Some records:
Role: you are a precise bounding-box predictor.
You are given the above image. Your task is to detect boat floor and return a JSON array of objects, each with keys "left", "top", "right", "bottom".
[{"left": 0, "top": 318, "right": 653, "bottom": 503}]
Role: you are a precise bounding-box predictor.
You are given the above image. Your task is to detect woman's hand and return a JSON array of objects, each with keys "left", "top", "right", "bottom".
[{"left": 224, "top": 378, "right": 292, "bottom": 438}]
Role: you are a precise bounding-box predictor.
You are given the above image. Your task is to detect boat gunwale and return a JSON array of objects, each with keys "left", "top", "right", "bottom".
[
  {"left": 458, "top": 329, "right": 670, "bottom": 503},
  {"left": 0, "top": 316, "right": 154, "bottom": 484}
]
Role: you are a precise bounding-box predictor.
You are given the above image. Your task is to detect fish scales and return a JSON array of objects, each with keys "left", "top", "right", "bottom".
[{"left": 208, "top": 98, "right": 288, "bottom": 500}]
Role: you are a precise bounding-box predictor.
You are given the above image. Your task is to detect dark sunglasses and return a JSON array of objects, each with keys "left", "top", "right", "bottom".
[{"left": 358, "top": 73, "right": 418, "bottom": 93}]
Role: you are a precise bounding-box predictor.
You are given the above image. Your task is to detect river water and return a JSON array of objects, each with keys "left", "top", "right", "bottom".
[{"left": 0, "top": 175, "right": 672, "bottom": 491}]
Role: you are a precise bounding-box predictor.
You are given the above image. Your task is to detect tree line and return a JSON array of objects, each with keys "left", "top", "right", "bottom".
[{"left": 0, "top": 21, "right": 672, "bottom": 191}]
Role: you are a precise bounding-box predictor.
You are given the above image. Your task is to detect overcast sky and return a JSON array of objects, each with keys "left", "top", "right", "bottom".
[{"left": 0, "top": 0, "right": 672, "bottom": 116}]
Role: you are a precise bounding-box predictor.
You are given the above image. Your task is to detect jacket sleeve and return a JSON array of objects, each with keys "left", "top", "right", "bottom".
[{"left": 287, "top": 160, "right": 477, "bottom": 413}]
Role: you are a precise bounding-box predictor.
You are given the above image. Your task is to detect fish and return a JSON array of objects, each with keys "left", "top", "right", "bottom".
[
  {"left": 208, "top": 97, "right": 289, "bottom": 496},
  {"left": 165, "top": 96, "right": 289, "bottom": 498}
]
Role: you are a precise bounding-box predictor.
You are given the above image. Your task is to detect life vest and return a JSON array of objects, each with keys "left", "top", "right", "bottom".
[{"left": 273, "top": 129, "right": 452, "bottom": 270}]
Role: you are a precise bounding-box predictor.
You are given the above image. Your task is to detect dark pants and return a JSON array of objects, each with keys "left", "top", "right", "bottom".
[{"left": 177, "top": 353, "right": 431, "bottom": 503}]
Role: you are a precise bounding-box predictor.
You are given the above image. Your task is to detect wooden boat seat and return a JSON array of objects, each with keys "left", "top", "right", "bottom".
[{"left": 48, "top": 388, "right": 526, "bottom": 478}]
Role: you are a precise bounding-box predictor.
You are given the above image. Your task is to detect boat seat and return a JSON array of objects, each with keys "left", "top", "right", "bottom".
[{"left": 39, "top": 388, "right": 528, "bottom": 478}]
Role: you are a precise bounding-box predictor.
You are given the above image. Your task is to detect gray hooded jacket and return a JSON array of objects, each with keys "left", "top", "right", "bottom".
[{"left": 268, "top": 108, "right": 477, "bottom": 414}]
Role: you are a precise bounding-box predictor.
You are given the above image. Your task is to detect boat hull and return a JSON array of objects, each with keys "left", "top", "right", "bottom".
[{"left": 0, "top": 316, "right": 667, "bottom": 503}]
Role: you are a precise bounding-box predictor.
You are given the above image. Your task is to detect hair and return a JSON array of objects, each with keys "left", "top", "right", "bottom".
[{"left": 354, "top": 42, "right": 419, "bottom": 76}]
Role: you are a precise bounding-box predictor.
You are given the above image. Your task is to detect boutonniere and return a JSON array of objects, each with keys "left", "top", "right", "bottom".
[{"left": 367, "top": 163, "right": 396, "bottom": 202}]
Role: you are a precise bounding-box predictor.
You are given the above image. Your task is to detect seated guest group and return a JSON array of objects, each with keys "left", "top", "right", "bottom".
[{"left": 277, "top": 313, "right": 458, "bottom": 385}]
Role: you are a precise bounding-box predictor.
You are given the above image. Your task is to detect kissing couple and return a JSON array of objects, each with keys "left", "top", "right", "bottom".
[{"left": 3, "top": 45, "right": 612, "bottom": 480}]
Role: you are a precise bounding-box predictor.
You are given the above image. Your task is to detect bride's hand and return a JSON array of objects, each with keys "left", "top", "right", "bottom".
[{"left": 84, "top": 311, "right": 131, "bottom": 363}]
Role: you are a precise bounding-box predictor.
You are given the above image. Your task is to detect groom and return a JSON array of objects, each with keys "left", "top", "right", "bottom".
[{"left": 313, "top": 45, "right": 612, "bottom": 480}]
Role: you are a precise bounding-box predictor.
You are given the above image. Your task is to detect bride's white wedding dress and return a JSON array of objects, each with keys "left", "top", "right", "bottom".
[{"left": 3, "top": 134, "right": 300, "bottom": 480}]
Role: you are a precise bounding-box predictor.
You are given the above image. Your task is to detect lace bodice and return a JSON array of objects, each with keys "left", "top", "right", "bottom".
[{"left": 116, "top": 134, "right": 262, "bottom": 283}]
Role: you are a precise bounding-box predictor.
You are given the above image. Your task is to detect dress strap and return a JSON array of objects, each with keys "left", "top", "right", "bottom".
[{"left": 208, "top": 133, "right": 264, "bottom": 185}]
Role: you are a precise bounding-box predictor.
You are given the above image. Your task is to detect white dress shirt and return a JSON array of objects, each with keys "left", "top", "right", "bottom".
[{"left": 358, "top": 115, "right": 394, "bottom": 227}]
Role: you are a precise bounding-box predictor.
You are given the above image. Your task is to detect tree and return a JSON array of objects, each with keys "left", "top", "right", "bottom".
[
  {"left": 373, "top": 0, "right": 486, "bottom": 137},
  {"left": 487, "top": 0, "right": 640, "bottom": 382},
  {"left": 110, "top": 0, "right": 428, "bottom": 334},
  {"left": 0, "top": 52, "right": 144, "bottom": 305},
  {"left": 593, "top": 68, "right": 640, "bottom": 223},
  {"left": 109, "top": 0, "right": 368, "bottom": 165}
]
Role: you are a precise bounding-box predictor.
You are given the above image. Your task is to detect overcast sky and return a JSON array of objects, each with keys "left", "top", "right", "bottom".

*Your objective*
Return every line of the data above that contains the string "dark", copying each line in full.

*Expected answer*
You are given the above image. Your task is to detect dark sunglasses and return a JSON array of objects, each with keys "left", "top", "right", "bottom".
You are given the above image. Your task is to detect dark pants and return a JSON array of objects, each with keys "left", "top", "right", "bottom".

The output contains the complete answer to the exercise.